Estratto del testo:
====================
La prima volta che Thoughtscanning gira nello stereo è un esperienza disorientante: un flusso di coscienza lungo trentatré minuti messo in piedi da un unico tirante centrale e da un ermetismo di cui, a detta personale, fatico a ricordare un eguale. Al dì là della forma (neanche così desueta, considerato che dai Jethro Tull fino ai Meshuggah in migliaia sono stati i gruppi che si sono cimentati nel disco mono-traccia) si tratta di un lavoro crudo e ostico, sconsigliato a chi non sia disposto a rinunciare alla propria posizione di fruitore passivo della musica altrui e rivolto, invece, a chi abbia il coraggio, per un attimo, di lanciarsi all’interno di un gorgo profondo senza la garanzia di una rapida risalita. Eppure non c’è nulla di particolarmente assurdo o sbalorditivo: siamo distantissimi dallo sperimentalismo più iperbolico e complesso, troppe volte posto a mo’ di barriera da certi gruppi, compiaciuti del fatto che la loro venga definita come “musica per pochi”. In Thoughtscanning ce n’è davvero abbastanza di Musica con la emme maiuscola, molta più che in un’infinità di album che si spacciano per innovativi e che invece mancano totalmente di coraggio, di consapevolezza, di argomenti, di idee. E probabilmente a sospingere i We All Die (Laughing) in questa direzione è proprio la necessità di ridefinire ciò che si suona, assegnando un senso e un valore ad un tipo di musica che può appartenere soltanto a chi la fa e non a chi ne parla.
====================
Consegna 1: Stabilisci se ciascuna affermazione concorda con la recensione di Thoughtscanning. Per ognuna rispondi sì o no e riporta tra virgolette le parole decisive della recensione. (a) L'album dura trentatré minuti. (b) Il disco è consigliato a chi vuole restare un ascoltatore passivo. (c) L'album rientra nello sperimentalismo più iperbolico e complesso.
Questi record non hanno nulla a che vedere con la recensione.

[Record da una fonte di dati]
====================
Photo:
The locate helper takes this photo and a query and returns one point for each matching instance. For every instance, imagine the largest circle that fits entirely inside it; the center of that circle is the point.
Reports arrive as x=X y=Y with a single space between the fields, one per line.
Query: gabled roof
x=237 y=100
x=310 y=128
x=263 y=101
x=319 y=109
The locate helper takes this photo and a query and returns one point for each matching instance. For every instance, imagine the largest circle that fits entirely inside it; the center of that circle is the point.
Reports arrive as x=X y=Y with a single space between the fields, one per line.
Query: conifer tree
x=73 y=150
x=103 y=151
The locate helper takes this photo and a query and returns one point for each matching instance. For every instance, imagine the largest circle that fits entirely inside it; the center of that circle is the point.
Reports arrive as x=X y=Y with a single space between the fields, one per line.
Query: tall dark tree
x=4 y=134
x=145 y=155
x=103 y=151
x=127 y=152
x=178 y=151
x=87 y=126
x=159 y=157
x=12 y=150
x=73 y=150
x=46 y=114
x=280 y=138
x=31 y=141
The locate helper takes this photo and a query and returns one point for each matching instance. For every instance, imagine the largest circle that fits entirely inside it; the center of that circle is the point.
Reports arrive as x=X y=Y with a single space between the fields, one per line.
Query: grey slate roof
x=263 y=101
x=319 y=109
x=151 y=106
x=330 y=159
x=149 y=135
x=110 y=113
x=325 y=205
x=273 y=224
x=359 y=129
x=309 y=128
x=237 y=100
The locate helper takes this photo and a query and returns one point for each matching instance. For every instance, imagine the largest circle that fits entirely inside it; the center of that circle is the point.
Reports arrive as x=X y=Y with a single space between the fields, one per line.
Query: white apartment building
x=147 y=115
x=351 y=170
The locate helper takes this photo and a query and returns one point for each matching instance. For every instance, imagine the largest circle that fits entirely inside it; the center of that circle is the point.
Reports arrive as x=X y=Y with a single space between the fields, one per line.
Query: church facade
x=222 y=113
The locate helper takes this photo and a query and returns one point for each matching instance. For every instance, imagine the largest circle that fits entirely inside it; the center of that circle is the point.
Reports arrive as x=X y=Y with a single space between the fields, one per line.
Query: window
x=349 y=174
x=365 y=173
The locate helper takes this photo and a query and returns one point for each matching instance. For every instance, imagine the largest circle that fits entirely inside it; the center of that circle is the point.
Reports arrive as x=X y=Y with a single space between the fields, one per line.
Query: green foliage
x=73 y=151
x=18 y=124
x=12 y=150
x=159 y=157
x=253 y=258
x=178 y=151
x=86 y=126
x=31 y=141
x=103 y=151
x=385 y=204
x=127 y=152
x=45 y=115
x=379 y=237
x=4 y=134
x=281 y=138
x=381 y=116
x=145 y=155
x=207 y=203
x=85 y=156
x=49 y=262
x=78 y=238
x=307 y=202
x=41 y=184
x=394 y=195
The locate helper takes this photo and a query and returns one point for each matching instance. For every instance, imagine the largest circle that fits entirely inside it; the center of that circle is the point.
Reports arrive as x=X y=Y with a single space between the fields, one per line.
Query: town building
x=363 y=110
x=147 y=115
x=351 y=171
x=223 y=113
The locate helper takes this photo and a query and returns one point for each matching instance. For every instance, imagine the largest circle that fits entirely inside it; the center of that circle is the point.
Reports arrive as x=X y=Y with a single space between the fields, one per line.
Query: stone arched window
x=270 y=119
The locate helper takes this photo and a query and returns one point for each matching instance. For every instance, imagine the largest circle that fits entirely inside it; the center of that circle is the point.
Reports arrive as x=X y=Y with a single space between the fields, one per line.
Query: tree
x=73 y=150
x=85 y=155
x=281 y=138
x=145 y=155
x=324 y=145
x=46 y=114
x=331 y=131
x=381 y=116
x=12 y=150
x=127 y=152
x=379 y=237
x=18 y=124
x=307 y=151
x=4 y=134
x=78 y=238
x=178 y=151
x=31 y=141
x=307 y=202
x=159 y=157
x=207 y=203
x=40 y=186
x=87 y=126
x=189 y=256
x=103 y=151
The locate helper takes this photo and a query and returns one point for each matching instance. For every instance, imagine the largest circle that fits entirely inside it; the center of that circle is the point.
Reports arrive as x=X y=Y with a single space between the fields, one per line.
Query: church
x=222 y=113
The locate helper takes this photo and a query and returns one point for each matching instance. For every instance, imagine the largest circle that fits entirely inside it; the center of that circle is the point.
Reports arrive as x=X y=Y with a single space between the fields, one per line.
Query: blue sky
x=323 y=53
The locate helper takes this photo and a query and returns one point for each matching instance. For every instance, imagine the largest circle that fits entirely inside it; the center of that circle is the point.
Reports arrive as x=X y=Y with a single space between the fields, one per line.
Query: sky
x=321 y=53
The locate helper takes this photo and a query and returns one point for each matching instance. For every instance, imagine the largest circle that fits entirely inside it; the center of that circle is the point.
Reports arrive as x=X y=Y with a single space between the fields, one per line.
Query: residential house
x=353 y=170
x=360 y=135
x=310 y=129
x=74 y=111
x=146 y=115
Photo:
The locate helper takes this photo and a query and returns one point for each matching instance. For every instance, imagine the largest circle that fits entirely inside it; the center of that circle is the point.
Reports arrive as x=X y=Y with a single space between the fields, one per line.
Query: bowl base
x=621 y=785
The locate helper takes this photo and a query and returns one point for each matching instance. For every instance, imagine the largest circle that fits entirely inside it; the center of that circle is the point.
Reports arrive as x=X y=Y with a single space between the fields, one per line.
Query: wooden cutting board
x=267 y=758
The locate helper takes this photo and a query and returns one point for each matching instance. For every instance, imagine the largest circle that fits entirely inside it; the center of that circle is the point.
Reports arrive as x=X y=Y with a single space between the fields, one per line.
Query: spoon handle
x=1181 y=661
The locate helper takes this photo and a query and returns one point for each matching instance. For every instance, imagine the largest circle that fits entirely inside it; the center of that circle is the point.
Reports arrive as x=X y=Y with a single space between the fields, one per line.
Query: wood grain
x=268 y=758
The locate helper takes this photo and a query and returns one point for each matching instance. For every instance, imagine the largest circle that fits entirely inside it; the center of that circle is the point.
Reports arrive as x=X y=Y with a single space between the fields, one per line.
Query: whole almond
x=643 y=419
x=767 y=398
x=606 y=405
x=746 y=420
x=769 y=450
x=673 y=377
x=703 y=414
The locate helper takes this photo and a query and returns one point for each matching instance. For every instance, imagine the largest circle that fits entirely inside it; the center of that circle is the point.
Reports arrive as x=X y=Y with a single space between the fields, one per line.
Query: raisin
====================
Consegna 2: Indica quante righe dei record contengono la stringa "window", distinguendo tra maiuscole e minuscole. Rispondi soltanto con il numero.

Risultato 1:
(a) Sì: «un flusso di coscienza lungo trentatré minuti».
(b) No: «sconsigliato a chi non sia disposto a rinunciare alla propria posizione di fruitore passivo della musica altrui».
(c) No: «siamo distantissimi dallo sperimentalismo più iperbolico e complesso».

Risultato 2: 2